▶ _EXERCISE_: Please render the lines below as a JSON list of strings, one string per line, with blank lines left out. Begin at the line that has "bbox: woman's ear" and go through the end of the lines.

(Excerpts of bounding box data)
_____

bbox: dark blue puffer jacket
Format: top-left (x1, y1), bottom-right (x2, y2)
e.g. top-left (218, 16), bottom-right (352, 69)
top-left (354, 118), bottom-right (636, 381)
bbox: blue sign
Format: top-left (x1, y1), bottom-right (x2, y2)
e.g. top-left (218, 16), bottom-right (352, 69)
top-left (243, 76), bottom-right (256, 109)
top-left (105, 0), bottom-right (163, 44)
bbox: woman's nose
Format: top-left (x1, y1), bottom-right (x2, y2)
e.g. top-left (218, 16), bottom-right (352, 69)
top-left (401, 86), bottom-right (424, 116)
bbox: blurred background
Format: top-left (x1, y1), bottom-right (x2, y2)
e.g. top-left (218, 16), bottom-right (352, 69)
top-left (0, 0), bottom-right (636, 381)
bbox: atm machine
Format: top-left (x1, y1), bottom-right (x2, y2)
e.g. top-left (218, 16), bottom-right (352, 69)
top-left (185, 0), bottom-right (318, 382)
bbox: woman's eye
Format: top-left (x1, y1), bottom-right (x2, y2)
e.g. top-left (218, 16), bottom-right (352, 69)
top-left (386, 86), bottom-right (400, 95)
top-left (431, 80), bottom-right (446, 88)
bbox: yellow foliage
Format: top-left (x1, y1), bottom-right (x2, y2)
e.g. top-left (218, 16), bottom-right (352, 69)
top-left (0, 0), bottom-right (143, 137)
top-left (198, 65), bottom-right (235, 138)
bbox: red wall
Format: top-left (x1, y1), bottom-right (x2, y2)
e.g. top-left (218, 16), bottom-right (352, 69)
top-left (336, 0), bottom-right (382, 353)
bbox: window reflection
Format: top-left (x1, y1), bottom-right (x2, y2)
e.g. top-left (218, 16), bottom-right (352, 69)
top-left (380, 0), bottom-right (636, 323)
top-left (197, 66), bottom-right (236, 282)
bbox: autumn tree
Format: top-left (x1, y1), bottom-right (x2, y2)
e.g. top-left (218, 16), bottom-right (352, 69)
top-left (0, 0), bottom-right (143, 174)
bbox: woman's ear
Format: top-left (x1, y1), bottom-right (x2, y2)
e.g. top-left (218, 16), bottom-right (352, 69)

_____

▶ _TASK SOLUTION_:
[
  "bbox: woman's ear",
  "Format: top-left (x1, y1), bottom-right (x2, y2)",
  "e.g. top-left (218, 16), bottom-right (352, 69)"
]